#### [Exercise directions]
Select all lines in the records that include "rough".

[[ Entries shown open ]]

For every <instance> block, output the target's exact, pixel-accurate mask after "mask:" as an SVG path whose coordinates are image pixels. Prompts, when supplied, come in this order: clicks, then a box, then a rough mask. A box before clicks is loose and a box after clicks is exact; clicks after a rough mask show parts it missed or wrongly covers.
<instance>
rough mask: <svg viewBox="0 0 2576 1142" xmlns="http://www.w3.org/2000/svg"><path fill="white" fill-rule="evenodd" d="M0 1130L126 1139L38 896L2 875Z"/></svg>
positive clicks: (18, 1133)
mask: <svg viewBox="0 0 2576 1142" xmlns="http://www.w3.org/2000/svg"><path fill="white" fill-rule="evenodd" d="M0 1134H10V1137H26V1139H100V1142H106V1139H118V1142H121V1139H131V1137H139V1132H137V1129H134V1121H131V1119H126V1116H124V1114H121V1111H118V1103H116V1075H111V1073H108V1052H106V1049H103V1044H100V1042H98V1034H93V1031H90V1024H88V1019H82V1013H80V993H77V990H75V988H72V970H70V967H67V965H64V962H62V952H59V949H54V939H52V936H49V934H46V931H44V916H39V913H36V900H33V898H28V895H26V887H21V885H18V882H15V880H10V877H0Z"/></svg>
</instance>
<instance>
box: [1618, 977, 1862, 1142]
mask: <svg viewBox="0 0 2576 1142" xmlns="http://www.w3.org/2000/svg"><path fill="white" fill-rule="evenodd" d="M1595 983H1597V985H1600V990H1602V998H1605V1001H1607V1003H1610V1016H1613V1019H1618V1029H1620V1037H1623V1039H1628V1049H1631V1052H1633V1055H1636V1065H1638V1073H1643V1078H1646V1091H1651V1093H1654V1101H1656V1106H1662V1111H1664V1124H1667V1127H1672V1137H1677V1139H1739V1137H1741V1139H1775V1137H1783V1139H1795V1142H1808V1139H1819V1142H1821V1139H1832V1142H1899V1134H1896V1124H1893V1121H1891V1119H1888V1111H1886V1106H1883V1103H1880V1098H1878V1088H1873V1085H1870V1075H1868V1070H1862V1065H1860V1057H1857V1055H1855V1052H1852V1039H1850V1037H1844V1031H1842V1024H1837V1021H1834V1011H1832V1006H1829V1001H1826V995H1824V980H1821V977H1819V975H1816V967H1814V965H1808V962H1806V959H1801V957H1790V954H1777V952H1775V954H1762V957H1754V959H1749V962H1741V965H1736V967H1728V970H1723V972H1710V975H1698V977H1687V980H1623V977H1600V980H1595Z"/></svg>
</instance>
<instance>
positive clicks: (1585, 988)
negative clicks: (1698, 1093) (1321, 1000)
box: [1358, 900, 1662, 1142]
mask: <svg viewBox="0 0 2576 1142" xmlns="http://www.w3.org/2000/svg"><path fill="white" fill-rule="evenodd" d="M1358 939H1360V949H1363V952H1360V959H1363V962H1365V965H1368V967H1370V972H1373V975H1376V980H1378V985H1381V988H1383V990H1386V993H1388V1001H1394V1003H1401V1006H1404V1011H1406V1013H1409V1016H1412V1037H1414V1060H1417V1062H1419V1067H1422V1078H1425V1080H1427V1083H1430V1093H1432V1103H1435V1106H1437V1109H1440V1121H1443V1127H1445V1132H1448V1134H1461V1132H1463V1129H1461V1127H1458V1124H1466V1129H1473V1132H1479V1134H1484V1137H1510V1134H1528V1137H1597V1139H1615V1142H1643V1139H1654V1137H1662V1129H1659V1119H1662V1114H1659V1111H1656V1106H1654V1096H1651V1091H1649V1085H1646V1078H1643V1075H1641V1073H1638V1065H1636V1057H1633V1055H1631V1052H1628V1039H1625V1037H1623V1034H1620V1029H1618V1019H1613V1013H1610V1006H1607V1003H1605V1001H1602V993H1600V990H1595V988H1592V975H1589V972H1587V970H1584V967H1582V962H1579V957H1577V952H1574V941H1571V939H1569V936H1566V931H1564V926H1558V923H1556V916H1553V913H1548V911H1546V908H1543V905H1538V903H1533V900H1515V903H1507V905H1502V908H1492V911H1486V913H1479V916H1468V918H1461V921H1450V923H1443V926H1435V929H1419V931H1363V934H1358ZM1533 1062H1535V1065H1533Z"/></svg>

[[ Entries shown closed ]]

#### [Answer for this exercise]
For every <instance> block, output the target's exact, pixel-accurate mask after "mask:" as an SVG path whose coordinates are image pixels. Prompts, when supplied, come in this order: clicks, then a box, then a rough mask. A box before clicks is loose and a box after clicks is exact; clicks after a rough mask show parts it missed or wrongly covers.
rough mask: <svg viewBox="0 0 2576 1142" xmlns="http://www.w3.org/2000/svg"><path fill="white" fill-rule="evenodd" d="M0 1130L126 1139L38 896L2 875Z"/></svg>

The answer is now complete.